### What the exercise asks:
In the records below, swap each "shadow on grass" for "shadow on snow" and write them out again with nothing else changed. Leave the pictures out of your answer.

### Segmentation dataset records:
^^^^^^^^
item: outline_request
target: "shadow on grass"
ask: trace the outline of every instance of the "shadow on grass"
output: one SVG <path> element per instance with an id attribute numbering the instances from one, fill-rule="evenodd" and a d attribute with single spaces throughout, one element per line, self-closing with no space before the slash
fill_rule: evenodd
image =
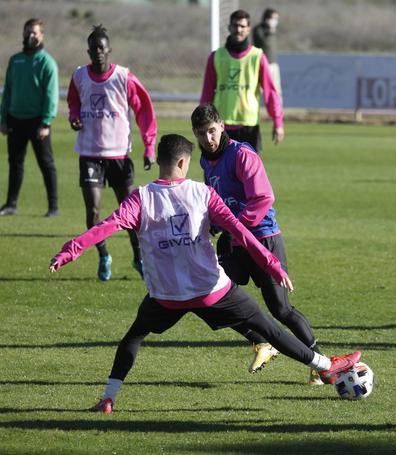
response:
^^^^^^^^
### Final result:
item: outline_request
target: "shadow on snow"
ask: trace the outline of every instance of the "shadow on snow"
output: one SVG <path> element per instance with an id attribute numbering the instances from one, fill-rule="evenodd" and a d attribute with single spaces throughout, one element per line, self-closing with no space before the slash
fill_rule: evenodd
image =
response:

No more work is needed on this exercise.